Location identification items
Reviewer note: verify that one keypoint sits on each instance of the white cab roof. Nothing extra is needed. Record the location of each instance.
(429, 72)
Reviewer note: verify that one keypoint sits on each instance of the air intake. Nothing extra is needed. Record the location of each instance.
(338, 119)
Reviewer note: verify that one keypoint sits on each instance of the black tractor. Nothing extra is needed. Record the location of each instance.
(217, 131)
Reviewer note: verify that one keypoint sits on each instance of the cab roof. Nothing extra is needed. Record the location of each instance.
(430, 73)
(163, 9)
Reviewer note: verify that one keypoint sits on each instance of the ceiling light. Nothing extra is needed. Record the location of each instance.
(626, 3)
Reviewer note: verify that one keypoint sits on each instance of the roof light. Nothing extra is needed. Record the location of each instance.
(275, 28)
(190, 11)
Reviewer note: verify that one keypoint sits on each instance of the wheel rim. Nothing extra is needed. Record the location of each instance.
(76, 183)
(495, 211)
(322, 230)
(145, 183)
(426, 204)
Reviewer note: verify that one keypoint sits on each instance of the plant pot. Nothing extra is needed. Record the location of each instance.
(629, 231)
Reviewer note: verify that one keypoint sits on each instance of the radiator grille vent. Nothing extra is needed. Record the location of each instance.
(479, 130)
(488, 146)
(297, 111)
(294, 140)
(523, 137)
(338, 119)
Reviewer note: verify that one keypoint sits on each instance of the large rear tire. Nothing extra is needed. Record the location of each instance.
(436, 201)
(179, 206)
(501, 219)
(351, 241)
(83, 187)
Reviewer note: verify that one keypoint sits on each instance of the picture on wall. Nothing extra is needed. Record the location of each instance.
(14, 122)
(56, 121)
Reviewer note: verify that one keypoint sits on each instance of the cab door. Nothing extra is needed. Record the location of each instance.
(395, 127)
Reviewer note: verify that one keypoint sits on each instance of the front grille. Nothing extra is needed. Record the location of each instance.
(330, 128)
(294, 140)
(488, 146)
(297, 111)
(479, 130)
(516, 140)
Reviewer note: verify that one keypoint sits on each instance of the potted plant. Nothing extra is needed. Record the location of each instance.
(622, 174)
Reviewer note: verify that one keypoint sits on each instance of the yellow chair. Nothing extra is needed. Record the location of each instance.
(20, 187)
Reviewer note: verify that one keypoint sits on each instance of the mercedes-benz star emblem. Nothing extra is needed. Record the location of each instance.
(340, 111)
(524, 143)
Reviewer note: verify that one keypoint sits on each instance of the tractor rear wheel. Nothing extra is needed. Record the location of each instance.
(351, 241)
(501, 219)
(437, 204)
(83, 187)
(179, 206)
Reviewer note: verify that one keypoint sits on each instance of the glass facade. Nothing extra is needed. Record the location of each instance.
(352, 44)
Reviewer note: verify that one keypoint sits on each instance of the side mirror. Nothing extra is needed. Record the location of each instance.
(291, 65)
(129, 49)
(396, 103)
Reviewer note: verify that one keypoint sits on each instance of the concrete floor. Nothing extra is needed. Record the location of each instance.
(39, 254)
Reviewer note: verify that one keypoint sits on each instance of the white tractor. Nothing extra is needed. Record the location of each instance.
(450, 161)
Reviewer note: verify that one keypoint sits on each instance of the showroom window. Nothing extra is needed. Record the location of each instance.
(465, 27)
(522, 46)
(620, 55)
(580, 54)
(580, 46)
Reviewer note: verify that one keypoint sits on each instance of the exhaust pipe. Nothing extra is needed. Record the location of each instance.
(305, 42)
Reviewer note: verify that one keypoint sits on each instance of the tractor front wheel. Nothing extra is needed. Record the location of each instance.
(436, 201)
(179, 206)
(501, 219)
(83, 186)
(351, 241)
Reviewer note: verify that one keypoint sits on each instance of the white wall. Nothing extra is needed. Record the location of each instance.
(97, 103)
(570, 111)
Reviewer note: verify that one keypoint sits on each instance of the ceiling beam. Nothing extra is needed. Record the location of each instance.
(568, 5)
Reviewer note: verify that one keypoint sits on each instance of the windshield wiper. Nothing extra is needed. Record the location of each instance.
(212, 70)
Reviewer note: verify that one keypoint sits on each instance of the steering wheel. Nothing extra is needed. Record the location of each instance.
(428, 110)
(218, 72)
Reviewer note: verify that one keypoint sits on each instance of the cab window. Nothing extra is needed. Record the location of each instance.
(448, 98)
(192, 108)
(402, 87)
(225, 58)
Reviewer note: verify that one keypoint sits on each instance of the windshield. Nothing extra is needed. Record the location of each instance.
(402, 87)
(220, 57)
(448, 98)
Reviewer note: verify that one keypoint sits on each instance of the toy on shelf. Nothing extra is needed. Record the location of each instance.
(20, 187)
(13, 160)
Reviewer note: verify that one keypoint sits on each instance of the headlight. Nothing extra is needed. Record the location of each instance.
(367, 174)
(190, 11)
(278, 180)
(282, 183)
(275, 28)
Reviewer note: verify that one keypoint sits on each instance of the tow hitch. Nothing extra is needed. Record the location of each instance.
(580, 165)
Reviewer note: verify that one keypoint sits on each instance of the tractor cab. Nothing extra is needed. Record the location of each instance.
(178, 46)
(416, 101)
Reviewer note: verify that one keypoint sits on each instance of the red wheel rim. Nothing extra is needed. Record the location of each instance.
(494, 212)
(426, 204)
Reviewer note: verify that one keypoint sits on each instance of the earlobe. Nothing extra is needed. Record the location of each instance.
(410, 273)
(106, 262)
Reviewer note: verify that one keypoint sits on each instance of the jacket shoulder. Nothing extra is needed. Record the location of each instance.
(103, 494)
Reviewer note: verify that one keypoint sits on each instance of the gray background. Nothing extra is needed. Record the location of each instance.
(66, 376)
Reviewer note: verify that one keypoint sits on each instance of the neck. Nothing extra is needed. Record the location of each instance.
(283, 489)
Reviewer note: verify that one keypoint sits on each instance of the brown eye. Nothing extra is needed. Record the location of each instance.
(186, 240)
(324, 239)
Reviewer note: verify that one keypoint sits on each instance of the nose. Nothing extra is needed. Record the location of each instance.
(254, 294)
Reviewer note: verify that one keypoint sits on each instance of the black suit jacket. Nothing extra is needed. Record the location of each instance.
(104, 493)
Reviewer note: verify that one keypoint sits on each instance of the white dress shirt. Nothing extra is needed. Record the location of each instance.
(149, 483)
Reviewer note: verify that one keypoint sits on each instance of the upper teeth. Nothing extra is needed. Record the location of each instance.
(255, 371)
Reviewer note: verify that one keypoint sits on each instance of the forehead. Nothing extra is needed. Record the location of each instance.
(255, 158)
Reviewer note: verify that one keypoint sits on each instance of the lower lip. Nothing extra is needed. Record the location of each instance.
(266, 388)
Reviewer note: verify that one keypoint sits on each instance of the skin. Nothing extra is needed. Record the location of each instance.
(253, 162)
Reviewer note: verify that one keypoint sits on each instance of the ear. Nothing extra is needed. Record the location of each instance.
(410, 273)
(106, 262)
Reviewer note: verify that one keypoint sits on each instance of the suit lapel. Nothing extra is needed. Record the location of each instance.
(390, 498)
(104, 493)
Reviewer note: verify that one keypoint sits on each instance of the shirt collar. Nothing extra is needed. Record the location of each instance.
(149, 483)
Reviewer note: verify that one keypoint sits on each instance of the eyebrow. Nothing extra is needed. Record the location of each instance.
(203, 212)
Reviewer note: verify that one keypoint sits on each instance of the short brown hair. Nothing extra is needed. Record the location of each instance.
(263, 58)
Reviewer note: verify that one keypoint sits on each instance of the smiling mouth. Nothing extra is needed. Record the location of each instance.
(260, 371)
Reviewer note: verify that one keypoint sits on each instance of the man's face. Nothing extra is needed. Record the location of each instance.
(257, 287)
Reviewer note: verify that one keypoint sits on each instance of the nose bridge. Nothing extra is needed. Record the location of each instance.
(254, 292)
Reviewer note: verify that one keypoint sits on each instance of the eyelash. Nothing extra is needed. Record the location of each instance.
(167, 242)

• _What you should do_:
Reproduce the listing above verbatim, from first line to last.

• _Task response_:
Reviewer note: verify that one keypoint sits on each instance of the white cab roof. Nothing extra is needed. Record the location of each instance.
(429, 72)
Reviewer note: verify that one keypoint sits on each instance of the air intake. Nothing extra is needed. Record the location of each instance.
(338, 119)
Reviewer note: verify that one keypoint sits on each instance of the black tractor. Nothing extra is needed. Record the location of each instance.
(217, 131)
Reviewer note: verify that one keypoint sits on each instance of the cab roof. Nothing extra is needed. Record the location of each instance.
(430, 73)
(163, 9)
Reviewer note: verify that one keypoint sits on each instance of the ceiling light. Nothing extra is needed. Record the location of each instance.
(626, 3)
Reviewer note: verify that one keypoint sits on each instance of the roof light. Nothing extra is needed. Record the location of each instance.
(275, 28)
(190, 11)
Reviewer note: verify that one keypoint sits on each instance of the wheel rim. Nothing extra is needed. Record the location of each instance.
(76, 183)
(495, 211)
(322, 230)
(145, 183)
(426, 204)
Reviewer note: verify that one keypoint sits on each instance of the plant pot. Nothing extra is needed. Record the location of each instance.
(629, 231)
Reviewer note: verify that one keypoint sits on each instance of the radiator grille vent. Nothing extra is needed. Record the location of each instance.
(479, 130)
(488, 146)
(297, 111)
(294, 140)
(523, 137)
(338, 119)
Reviewer note: verify that one keypoint sits on each instance of the large rear tire. Nothing extra is needed. Record the location of each instance.
(436, 201)
(179, 206)
(501, 219)
(351, 241)
(83, 187)
Reviewer note: verify that one keypoint sits on each instance of the picture on wall. Nothing extra is needed. Record the location of each instance.
(14, 122)
(56, 121)
Reviewer note: verify that one keypoint sits on each instance of the cab door. Nothing extra is needed. Record the location of each instance.
(395, 127)
Reviewer note: verify that one keypoint sits on each instance of the front grille. Nothing extra is needed. Record the location of each instance.
(330, 128)
(294, 140)
(488, 146)
(297, 111)
(479, 130)
(516, 140)
Reviewer note: verify that one keypoint sits on each instance of the potted plant. Nothing extra is needed. Record the location of each instance.
(622, 174)
Reviewer note: verify that one keypoint sits on each instance of the yellow chair. Nothing extra is needed. Record the location of each instance.
(20, 187)
Reviewer note: verify that one keypoint sits on each instance of the mercedes-benz star emblem. Nothing extra is needed. Record the location of each instance.
(340, 111)
(524, 143)
Reviewer note: verify that one keypoint sits on each instance of the tractor rear wheel. Nothing extra is needed. Record the location of each instance.
(351, 241)
(501, 219)
(437, 204)
(83, 187)
(179, 206)
Reviewer note: verify that one keypoint sits on each instance of the glass facade. Nothing extra is needed. Record the location of each instance.
(352, 44)
Reviewer note: verify that one keypoint sits on each instance of the side mirror. Nothing extra is needed. Record the location of each instance.
(291, 65)
(129, 49)
(396, 103)
Reviewer note: verify that one keypoint sits on each instance of the concrete floor. Nothing extra is needed. Record the location of each instance.
(39, 254)
Reviewer note: verify that one keypoint sits on each instance of the white tractor. Nothing extra is needed. Record the location of each instance.
(450, 161)
Reviewer note: verify that one keypoint sits on each instance of the showroom window. Nothing extra is needed. Record the location of each instance.
(465, 27)
(522, 46)
(620, 55)
(580, 54)
(580, 46)
Reviewer note: verify that one keypoint sits on each instance of the exhaust pipe. Nothing extra is needed. Record the location of each instance.
(305, 42)
Reviewer note: verify that one keypoint sits on each instance of the tractor front wheel. Nothing extra is needed. Record the location of each instance.
(436, 201)
(179, 206)
(501, 219)
(83, 186)
(351, 241)
Reviewer note: verify that one keypoint sits on each instance of the white wall. Nothing extra is needed. Record the location of each instance.
(97, 103)
(570, 111)
Reviewer note: verify that one keypoint sits on each instance of the ceiling beam. Nothing extra is needed. Record the location of each instance.
(568, 5)
Reviewer note: verify that one keypoint sits on each instance of the windshield wiper. Nothing extra is needed. Record the location of each instance.
(212, 70)
Reviewer note: verify that one keypoint sits on each instance of the steering wheel. Nothing extra is needed. Record the location of each instance.
(428, 110)
(218, 72)
Reviewer note: verify that one keypoint sits on each instance of the cab window. Nothing extra is needed. Record the location of each instance.
(448, 98)
(192, 108)
(402, 87)
(225, 58)
Reviewer note: verify that one keypoint sits on each instance of the windshield. Nothing extra is needed. Record the location of each instance.
(402, 87)
(220, 57)
(448, 98)
Reviewer note: verify that one keypoint sits on each instance of the toy on shelf. Nothing extra is needed. Record the location of each instance.
(20, 187)
(13, 160)
Reviewer note: verify that one keypoint sits on each instance of the headlight. Nothing extra is needed. Record the location of each instance.
(367, 174)
(190, 11)
(278, 180)
(282, 183)
(275, 28)
Reviewer note: verify that one keypoint sits on each instance of the tow hitch. Nothing extra is needed. Record the location of each instance.
(580, 165)
Reviewer note: verify that one keypoint sits on each instance of the tractor cab. Nothing extra is needed. Record the location of each instance.
(178, 46)
(416, 101)
Reviewer note: verify that one keypoint sits on each instance of the red wheel rim. Nothing extra is needed. Record the location of each instance.
(494, 212)
(426, 204)
Reviewer note: verify that one keypoint sits on each instance of the earlobe. Nothing extra is needed. Record the location of each instance.
(410, 273)
(106, 262)
Reviewer note: verify that one keypoint sits on each instance of the jacket shoulder. Nothing extra is needed. Record the location of each instance.
(103, 494)
Reviewer note: verify that one keypoint sits on each instance of the gray background. Nothing extra is needed. Record the location of each instance.
(66, 376)
Reviewer note: verify that one keypoint sits on each instance of the neck. Nothing extra is needed. Record the location of each instance.
(283, 489)
Reviewer note: verify that one keypoint sits on each instance of the brown eye. Nothing extra is needed. Record the location of each instance.
(186, 240)
(324, 239)
Reviewer note: verify that one keypoint sits on each instance of the nose. Nothing extra is needed. Record the location of each instance.
(254, 294)
Reviewer note: verify that one keypoint sits on each instance of the black suit jacket. Nothing extra is needed. Record the location of each instance.
(104, 493)
Reviewer note: verify that one keypoint sits on each instance of the white dress shirt. Nothing extra is needed. Record the location of each instance.
(149, 483)
Reviewer note: verify that one keypoint sits on each instance of the upper teeth. Nothing extra is needed. Record the location of each instance.
(255, 371)
Reviewer note: verify that one keypoint sits on each instance of the forehead. Nothing extra is needed. Record the location of each instance.
(255, 158)
Reviewer note: verify that one keypoint sits on each instance of the lower lip. Nothing extra is needed. Record the location of each instance.
(266, 388)
Reviewer note: verify that one keypoint sits on each instance of the skin. Nothing extra is needed. Record the location of each instance.
(253, 162)
Reviewer note: verify that one keypoint sits on each instance of the ear. Nothing extra is needed. Record the location of each instance.
(410, 273)
(106, 262)
Reviewer note: verify that one keypoint sits on each instance of the suit lapel. Nothing extra is needed. Record the location of each instance.
(390, 498)
(104, 493)
Reviewer note: verify that one keypoint sits on each instance of the shirt collar. Nothing extra is needed. Record the location of each instance.
(149, 483)
Reviewer note: verify that one keypoint sits on each instance of the eyebrow. Nothing extra is needed. Record the location of each instance.
(203, 212)
Reviewer note: verify that one keypoint sits on each instance of the short brown hair. Nothing extra is needed. Record the location of each instance.
(263, 58)
Reviewer note: verify that one keypoint sits on each instance of the smiling mouth. Nothing extra is needed. Record the location of each instance.
(260, 371)
Reviewer note: verify that one keypoint sits on each instance of the man's face. Nothing extra is needed. Record the location of each instance.
(257, 287)
Reviewer note: verify that one keypoint sits on each instance of the nose bridge. Nothing extra is needed. Record the location of each instance.
(254, 292)
Reviewer note: verify that one keypoint sits on each instance of the eyelash. Nothing extra is needed. Record the location of each instance.
(167, 242)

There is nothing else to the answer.